* Verilen Problem 1
Aşağıdaki kayıtlarda "number" kelimesini içeren satırların sayısını belirleyin. Yalnızca sayıyı yazın.

Ziyarette CHP’li milletvekillerine yaşadığı sıkıntıları aktaran Küçüksarı, masraflarını karşılayabilmek için her ay çiftliğindeki birkaç hayvanını satmak zorunda kaldığını belirtti. AK Parti döneminde, 2010 yılından 2019 yılına kadar 6,5 milyar dolar büyükbaş hayvan ithalatı için para ödendiğine dikkat çeken Tezcan, “Hans’ı George’u bırak Muzaffer’e bak” dedi. CHP’li Bülbül ise Venezüella’dan peynir ithal etme kararına ilişkin iktidara, “Bu memlekette süt üreticisi yok mu? Bu memlekette hayvancılıkla geçinen kişiler ne yapacak?” sorularını yöneltti.

“DOLARLA MÜCADELE EDECEKSEN KENDİ ÇİFTÇİNİ DESTEKLEYECEKSİN”

* İşlenecek Kayıtlar

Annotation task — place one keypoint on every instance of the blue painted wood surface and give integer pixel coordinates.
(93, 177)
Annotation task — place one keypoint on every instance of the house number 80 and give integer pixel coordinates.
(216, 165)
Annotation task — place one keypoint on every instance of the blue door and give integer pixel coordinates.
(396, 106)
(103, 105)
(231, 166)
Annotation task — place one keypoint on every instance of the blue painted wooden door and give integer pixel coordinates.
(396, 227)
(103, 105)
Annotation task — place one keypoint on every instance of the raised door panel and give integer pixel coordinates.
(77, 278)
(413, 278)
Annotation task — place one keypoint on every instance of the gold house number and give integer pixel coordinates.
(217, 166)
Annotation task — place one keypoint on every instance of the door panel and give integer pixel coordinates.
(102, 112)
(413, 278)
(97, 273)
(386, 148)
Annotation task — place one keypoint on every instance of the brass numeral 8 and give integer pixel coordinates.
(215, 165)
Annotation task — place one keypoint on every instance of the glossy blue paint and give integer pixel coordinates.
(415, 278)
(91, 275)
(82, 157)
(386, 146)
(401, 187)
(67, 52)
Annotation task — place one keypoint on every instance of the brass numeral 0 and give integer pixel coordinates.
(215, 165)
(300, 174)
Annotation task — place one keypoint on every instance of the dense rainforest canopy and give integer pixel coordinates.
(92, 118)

--

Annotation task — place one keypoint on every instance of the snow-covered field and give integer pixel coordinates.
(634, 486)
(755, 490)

* Verilen Problem 2
Yukarıdaki hayvancılık haberini baştan sona, hiçbir değişiklik yapmadan kopyalayın.

* Tam Çıktı 1
2

* Tam Çıktı 2
Ziyarette CHP’li milletvekillerine yaşadığı sıkıntıları aktaran Küçüksarı, masraflarını karşılayabilmek için her ay çiftliğindeki birkaç hayvanını satmak zorunda kaldığını belirtti. AK Parti döneminde, 2010 yılından 2019 yılına kadar 6,5 milyar dolar büyükbaş hayvan ithalatı için para ödendiğine dikkat çeken Tezcan, “Hans’ı George’u bırak Muzaffer’e bak” dedi. CHP’li Bülbül ise Venezüella’dan peynir ithal etme kararına ilişkin iktidara, “Bu memlekette süt üreticisi yok mu? Bu memlekette hayvancılıkla geçinen kişiler ne yapacak?” sorularını yöneltti.

“DOLARLA MÜCADELE EDECEKSEN KENDİ ÇİFTÇİNİ DESTEKLEYECEKSİN”